* [Work order] Please set down every line of the records below exactly, without the pictures.

*** Records provided

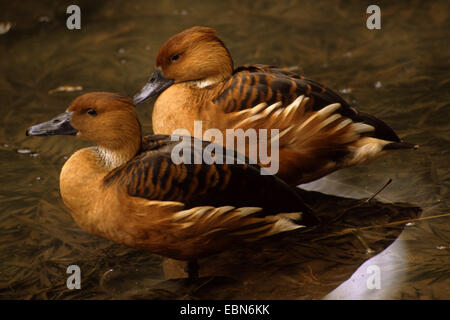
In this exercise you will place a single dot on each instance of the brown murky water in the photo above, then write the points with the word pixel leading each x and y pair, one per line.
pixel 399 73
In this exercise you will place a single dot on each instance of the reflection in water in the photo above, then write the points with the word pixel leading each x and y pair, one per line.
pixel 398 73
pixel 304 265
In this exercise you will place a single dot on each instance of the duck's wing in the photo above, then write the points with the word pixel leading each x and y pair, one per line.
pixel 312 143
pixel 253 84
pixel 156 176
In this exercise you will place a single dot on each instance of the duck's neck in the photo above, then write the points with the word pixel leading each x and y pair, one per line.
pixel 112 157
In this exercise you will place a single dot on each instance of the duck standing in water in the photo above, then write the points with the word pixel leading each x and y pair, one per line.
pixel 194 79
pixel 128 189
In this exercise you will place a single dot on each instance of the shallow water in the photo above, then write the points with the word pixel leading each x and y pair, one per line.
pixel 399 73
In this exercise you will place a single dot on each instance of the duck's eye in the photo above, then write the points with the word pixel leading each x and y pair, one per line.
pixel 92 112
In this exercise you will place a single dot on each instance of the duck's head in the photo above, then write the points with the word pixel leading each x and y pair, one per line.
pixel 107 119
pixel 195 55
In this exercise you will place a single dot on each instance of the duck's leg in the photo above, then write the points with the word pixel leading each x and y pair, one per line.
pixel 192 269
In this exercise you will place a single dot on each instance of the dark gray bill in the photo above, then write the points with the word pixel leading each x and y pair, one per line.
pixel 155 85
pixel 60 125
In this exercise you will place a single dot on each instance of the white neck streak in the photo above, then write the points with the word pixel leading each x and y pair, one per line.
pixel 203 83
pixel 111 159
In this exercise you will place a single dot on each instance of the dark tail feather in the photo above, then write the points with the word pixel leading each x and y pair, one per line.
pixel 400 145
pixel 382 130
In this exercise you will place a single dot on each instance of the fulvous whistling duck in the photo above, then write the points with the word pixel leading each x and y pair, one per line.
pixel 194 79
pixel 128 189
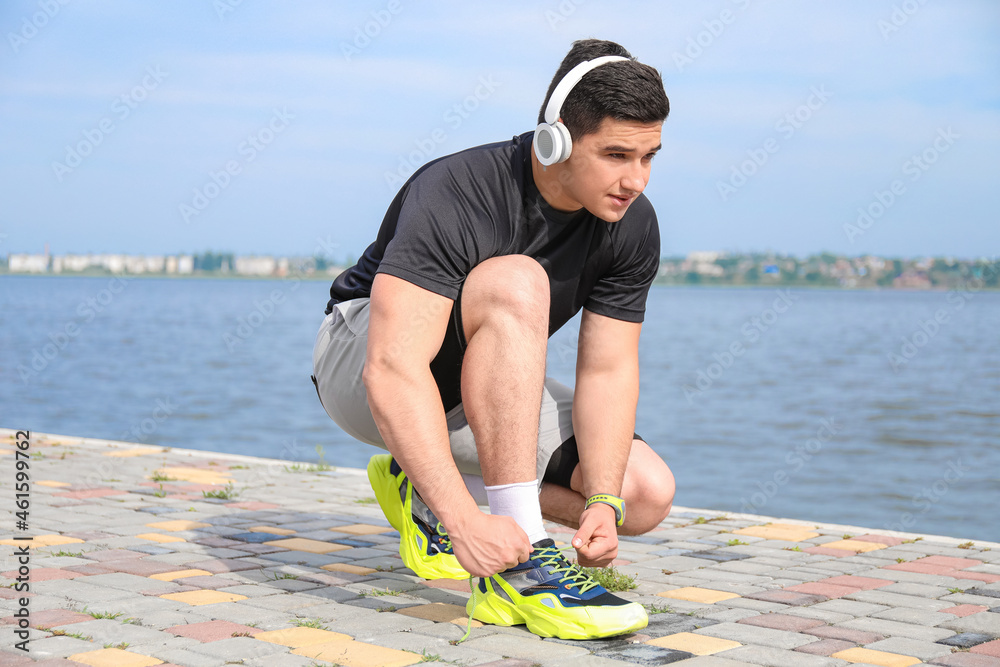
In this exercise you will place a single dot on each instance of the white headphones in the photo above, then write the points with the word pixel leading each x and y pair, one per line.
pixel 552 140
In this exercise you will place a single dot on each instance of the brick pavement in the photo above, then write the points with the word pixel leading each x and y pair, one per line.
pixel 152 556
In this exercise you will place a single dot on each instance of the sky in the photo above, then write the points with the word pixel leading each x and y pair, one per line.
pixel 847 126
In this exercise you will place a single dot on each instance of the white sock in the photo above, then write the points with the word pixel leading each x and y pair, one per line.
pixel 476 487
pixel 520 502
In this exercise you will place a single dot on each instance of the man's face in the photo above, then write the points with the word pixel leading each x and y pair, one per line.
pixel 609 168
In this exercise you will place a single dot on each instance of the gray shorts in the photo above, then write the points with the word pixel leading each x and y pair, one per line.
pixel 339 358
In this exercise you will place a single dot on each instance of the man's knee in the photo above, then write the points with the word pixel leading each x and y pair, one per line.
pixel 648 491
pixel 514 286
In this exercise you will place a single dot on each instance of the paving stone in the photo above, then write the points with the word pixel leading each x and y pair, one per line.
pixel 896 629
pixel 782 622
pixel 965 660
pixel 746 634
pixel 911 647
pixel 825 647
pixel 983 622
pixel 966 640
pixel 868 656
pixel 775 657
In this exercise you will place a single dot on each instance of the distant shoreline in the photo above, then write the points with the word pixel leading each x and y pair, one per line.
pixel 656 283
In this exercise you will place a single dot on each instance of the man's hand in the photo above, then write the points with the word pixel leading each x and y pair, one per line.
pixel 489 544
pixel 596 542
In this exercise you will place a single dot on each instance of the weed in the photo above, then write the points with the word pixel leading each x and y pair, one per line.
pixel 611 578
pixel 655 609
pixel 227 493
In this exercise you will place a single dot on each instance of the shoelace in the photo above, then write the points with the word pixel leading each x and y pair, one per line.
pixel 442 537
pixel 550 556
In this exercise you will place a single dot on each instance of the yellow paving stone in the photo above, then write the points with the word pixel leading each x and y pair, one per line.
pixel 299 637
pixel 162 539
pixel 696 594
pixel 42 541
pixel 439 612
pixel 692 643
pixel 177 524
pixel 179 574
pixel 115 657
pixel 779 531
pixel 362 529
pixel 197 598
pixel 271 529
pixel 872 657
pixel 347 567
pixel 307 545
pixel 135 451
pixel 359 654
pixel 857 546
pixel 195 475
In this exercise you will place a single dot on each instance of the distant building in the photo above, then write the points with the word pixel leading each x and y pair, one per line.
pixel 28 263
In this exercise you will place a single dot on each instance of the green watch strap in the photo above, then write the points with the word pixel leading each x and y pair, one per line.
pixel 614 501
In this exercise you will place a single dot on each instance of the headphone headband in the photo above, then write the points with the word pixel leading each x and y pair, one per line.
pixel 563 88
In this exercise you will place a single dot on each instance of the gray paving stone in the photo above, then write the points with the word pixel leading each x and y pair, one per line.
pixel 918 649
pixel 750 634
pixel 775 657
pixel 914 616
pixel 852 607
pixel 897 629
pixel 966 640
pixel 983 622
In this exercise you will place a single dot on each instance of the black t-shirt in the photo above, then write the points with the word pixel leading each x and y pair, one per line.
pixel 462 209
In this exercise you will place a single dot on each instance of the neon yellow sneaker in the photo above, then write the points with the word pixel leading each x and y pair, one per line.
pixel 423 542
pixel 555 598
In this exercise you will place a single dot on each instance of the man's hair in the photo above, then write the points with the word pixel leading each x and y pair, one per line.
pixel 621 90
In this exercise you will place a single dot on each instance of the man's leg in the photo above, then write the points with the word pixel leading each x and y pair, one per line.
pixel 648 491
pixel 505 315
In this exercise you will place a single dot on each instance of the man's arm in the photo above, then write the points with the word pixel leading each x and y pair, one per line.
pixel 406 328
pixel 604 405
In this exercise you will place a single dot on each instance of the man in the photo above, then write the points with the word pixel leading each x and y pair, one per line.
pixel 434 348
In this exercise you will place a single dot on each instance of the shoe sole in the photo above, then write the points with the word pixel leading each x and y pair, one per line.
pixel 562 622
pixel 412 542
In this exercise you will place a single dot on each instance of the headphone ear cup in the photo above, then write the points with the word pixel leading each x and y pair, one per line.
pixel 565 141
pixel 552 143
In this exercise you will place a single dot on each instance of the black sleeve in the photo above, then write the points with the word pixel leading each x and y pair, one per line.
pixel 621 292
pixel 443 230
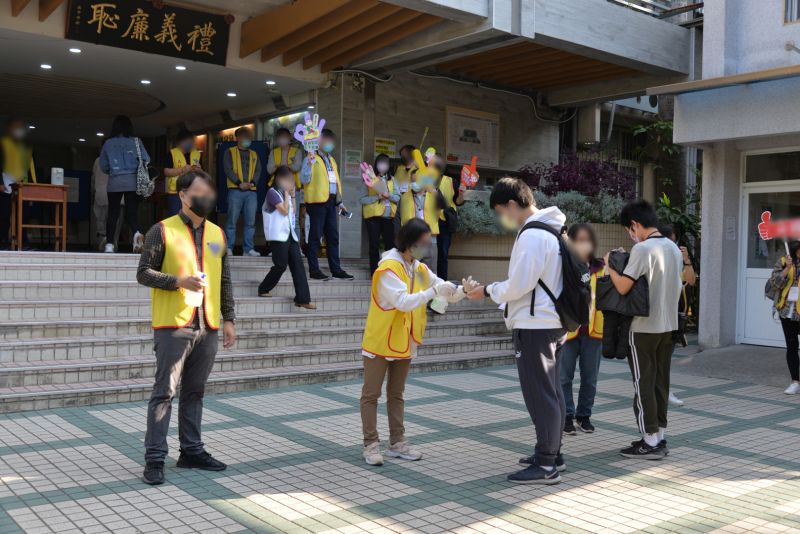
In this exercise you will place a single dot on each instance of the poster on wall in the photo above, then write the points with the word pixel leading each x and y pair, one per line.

******

* [Written response]
In this exercise you will place a single dot on each instance of the brown murky water in the photo above, then write the points with the word pixel leading each x and y pair, one per line.
pixel 399 73
In this exercise you will place a single dot on each instance of the reflection in water in the photo above, then write the points with the word pixel leading each x and y pair, one per line.
pixel 398 73
pixel 304 265
In this exercise you will place a single dot on each instance of the duck's wing in the photo above, then write the points with the word pixel leading each x and y pair, one per line.
pixel 312 143
pixel 253 84
pixel 156 176
In this exercise you will place a single dot on each instance of the duck's neck in the photo above, then write the points with the word pixel leading each x and y pair, one per line.
pixel 112 157
In this exercise you will place a single dot on each instance of the duck standing in water in the photo above, then write the points with the word pixel leading each x and y pair, one per line.
pixel 194 79
pixel 128 189
In this exercise you will place a single dot on each instance of the shallow water in the photo above, then write the points with the word pixel leading each x and y pair, one per line.
pixel 399 73
In this exercise you will place a single dot on each instance of the duck's eye in the photo above, then write the points with the word pixel leading each x and y pair, one per line.
pixel 92 112
In this exercise you will place a single dot on each instance of the duck's head in the photo above, then write the points with the word pixel leading each x and y pair, one per line.
pixel 107 119
pixel 195 55
In this exercise you will place a single dot on each instance of the duck's leg in the photo above, then write the points with the word pixel leading each x and y pair, one per line.
pixel 192 269
In this exercise you will place a single dot on each instance of the dark gray bill in the photo above, then write the points with the word pixel leading each x and y pair, one per line.
pixel 155 85
pixel 60 125
In this exercise you will place a single dot on each instance of the white neck streak in the photo above, then write the points with the word pixel leading each x and y pair, one per line.
pixel 203 83
pixel 111 159
In this exercise you will place a single dot on each instance of the dark tail feather in the photo above, then write the points with the word pixel leading each x and y pair, one per line.
pixel 400 145
pixel 382 130
In this exercise you will place a single dot on each instance of the fulvous whistling duck in the photo above, then write the points with the word pixel leading each x and y pair, one per line.
pixel 194 79
pixel 128 189
In this exercise you will place a single dot on each instance of the white headphones in the photo above, then write the points with the word pixel leading each x and y pair, one per line.
pixel 552 140
In this exercise you will place a single dot on each instance of the brick pavement in the photo above, then write the points with the word pixel leading each x and y pair, one per line.
pixel 152 556
In this exercise you will place a single dot on each instance of the sky in the photo above, then write the points with the word pixel leading each x and y pair, one per line.
pixel 847 126
In this exercise you will place a single dot on each instance of the white sock in the photo above, then write the points with the word pixel leading each x and y pair, one per line.
pixel 476 487
pixel 520 502
In this exercise you will place a single dot on each instance of the man's face in the photo above, then write the points with the word pixel leading each x and y pair, one per line.
pixel 609 168
In this exercise you will place a single dot on each instance of the gray shorts in the photo above, then write the points with the word pixel leading each x and y pair, one per line.
pixel 339 358
In this exercise you will place a single dot on each instance of the man's knee in the photo above, then write the points with the word pixel leading each x and y pair, one per line.
pixel 648 491
pixel 514 286
In this exercise you will place a single dot on each instance of the paving stone in the photo above, then write the points with the word pixel leading each x and y pair, one per line.
pixel 896 629
pixel 782 622
pixel 965 660
pixel 746 634
pixel 911 647
pixel 825 647
pixel 983 622
pixel 966 640
pixel 868 656
pixel 775 657
In this exercise you will place a single dot on each instance of the distant shoreline in the photo above, then write the points with the word pixel leading each x and y pair, one per line.
pixel 656 283
In this exercise you will place a single dot on each instance of the man's hand in the photo above, then write the points with the word pixel leading each x and y pair, one per line.
pixel 489 544
pixel 596 542
In this exercise you will place a single dot on each instance of the weed in the photo above, then write the points with the word pixel leading each x and y pair, one per line.
pixel 611 578
pixel 655 609
pixel 227 493
In this exercise you will place a single dot on each instance of the shoelace in the photo above, then write the points with the word pixel leading each x and y pair, one per line.
pixel 442 537
pixel 550 556
In this exercise you will place a single dot on each instance of the yellow paving stone in the photo above, then write the points with the word pixel leading each x and y pair, one per line.
pixel 299 637
pixel 162 539
pixel 696 594
pixel 42 541
pixel 439 612
pixel 692 643
pixel 177 524
pixel 179 574
pixel 115 657
pixel 779 531
pixel 362 529
pixel 197 598
pixel 271 529
pixel 872 657
pixel 347 567
pixel 307 545
pixel 135 451
pixel 359 654
pixel 857 546
pixel 195 475
In this exercise you will place a single dot on each instance of the distant building in the photo above, then write the points with the word pixel leading each x and y pair, one per line.
pixel 28 263
In this exercise you will place a single dot on each instance of the green watch strap in the photo above, then write the points with the word pixel leading each x and y pair, one per line.
pixel 614 501
In this exercise you will place a single dot on each instance of the headphone headband in the photo above, then write the points with the word pixel leading each x and y pair, one per line.
pixel 563 88
In this exercise you will place a single dot on each instance of the gray paving stone in the photo above, then write the points with the word pixel leading each x and y pair, one per line.
pixel 918 649
pixel 750 634
pixel 775 657
pixel 914 616
pixel 852 607
pixel 897 629
pixel 966 640
pixel 983 622
In this exercise you will place a single dot on each instance of the black t-shirt in the photo above, then write the points with the word pixel leading each x and y pair, one per line.
pixel 462 209
In this exercise you will place a single dot on each instance of the neon yellow sneaker in the photo above, then write the points with the word pixel leading each x and y pair, one per line.
pixel 423 542
pixel 555 598
In this exercise you will place a single dot on each instance of the man's hair in the photo above, then write the points with the word pixel leading each x and y pair, one per line.
pixel 621 90
In this exercise you will place a single dot on each instance of the man's leg in the photo above, then write the points with the word pixel leading each x and y pair, one per line.
pixel 648 491
pixel 505 315
In this exercise you will place a single dot on each instance of the man's arm in the photo above, then write the points with the word pixel leading each x and y pair, one per line.
pixel 406 328
pixel 604 405
In this exercise you will place a single dot on each instance of the man in the photo above, then write the points with the word pixel leading each x and y pair, one per line.
pixel 434 348
In this exercise you will place a single dot on each instance of the shoe sole in the photo above, then write the points with the word pixel leading each x and y pair, one per line.
pixel 562 622
pixel 412 542
In this exercise you will place a single dot on each instance of the headphone ear cup in the photo above, then write the points with the word pixel leading each x and y pair, one per line.
pixel 565 141
pixel 552 143
In this exercise you will place a single dot on each instance of the black sleeve in the photo above, then write the points with the word pixel leading each x and y pair, one per line.
pixel 621 292
pixel 443 230
In this exercise you will place a single dot on each instance of the poster on wall in the photo above, then write the points with the word pixel leading each x and y pair, one per line.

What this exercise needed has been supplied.